[PROBLEM STATEMENT]: Please continue the passage critiquing Sommers's attacks on intersectionality, starting right after its final words, "Before criticizing."

[EXCERPT PROVIDED]:
· · ·
Denying the disabled curbcuts does make you an asshole. Unless there are some real, actual, legitimate reasons why it’s impractical—like, maybe your community is legitimately too poor to afford them. But as soon as the budget allows, put the damn things in. Likewise, a good, responsible skeptic lives the self-examined life. That includes examining whether your culture has programmed you to have biases, and if you can’t program them out of you, advocate that they not be programmed into future generations (see, again, my discussion with Noel Plum on women’s sports, particularly as continued there in comments). For example, you can help promote the cultural attitude that black people should be given the same benefit of a doubt as white people when trying to break into their own car. Or just about anything else these days. You can’t legislate unconscious bias out of people; you can only educate it out of them. Make them aware, give them the tools to detect and work around their own cognitive biases, and encourage them to habituate themselves into thinking differently. And help the educators who are doing this; don’t fight them.
Sommers fights them. Because she’s a crank who doesn’t know what she’s talking about, doesn’t really read any expert literature on the thing she is discussing, and acts solely on irrational, uninformed fear. Don’t be that person.
Indeed, Sommers closes her video with a litany of conservative fears rattled off in seconds (“check your privilege” “trigger warnings” “microaggressions” “safe spaces”), as all being a part of the “conspiracy theory” and “cult” of intersectionality; each one of which is whole separate issue of its own; not one of them is intersectionality; and I’m quite certain not a single one of which she correctly understands. All of them can be abused, indeed misused and misunderstood even by liberals (especially ignorant college dumbasses and YouTube hacks). But only a fool confuses the misuse of a term or concept, with the actual thing itself. Check your fear. Learn first. Before criticizing.
· · ·
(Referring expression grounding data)
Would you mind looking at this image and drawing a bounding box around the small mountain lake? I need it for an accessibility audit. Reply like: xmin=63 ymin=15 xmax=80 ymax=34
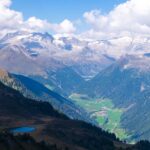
xmin=10 ymin=127 xmax=36 ymax=134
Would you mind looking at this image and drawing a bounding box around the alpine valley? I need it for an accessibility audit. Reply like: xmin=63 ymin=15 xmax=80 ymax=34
xmin=0 ymin=31 xmax=150 ymax=150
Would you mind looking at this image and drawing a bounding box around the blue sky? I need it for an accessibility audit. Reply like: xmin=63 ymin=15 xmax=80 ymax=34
xmin=11 ymin=0 xmax=126 ymax=22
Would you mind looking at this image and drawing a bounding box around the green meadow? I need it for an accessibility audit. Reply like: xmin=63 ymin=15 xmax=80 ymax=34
xmin=69 ymin=94 xmax=128 ymax=140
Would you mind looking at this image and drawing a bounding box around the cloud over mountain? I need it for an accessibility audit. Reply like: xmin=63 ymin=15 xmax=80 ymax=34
xmin=83 ymin=0 xmax=150 ymax=38
xmin=0 ymin=0 xmax=76 ymax=34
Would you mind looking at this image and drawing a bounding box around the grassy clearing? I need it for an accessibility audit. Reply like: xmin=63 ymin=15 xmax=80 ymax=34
xmin=69 ymin=94 xmax=128 ymax=140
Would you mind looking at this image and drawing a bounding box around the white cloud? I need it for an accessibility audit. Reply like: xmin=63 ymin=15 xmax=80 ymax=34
xmin=83 ymin=0 xmax=150 ymax=38
xmin=0 ymin=0 xmax=76 ymax=34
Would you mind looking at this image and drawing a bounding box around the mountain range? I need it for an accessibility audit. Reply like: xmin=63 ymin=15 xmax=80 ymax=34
xmin=0 ymin=32 xmax=150 ymax=142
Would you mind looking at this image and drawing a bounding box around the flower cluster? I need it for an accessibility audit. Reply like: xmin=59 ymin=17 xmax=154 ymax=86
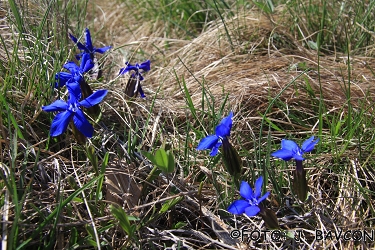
xmin=197 ymin=112 xmax=319 ymax=224
xmin=42 ymin=28 xmax=150 ymax=140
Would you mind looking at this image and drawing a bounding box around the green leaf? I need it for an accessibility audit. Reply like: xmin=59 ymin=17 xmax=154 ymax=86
xmin=155 ymin=148 xmax=168 ymax=172
xmin=167 ymin=150 xmax=175 ymax=173
xmin=173 ymin=221 xmax=187 ymax=229
xmin=69 ymin=227 xmax=78 ymax=246
xmin=110 ymin=205 xmax=135 ymax=238
xmin=141 ymin=151 xmax=157 ymax=165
· · ·
[RESULT FOR THIS TASK]:
Sommers only sees the worst behaviors on the left—like black activists assassinating cops—and irrationally ignores the vastly larger majority of people who don’t do that, and even denounce it; and then acts like the extremism was an “inevitable outcome” of intersectional thinking, that it’s somehow “innate” to and thus “inseparable” from it. Bullshit. It’s not true of atheists, simply because there are atheists who’ve committed mass murder (“therefore violence is ‘innate to’ and thus ‘inseparable’ from atheism, therefore atheism is evil”). So why would it be true of people who simply accept scientific facts like intersectionality, and are thus inspired to find ways to make the world better than that? “You want to end discrimination, therefore you want to kill cops” is fantastically irrational reasoning. It’s the reasoning of terrified fools who can’t logic their way out of a paper bag; and who wouldn’t recognize a true fact if it kicked them in the ass.
Sommers then ends with the standard fallacy that there are worse problems in the world (bias against women is worse in Saudi Arabia, for example), therefore we should ignore milder forms of bias in our society. As if we can’t work on both. This “all or nothing” fallacy you will see conservatives employ like a universal tool to avoid acknowledging anything that makes any demand on them. It’s also fantastically irrational. “Fires are worse in California, therefore we shouldn’t fund fire departments in Maine.” Are you really that stupid? She is. So maybe you should stop listening to her.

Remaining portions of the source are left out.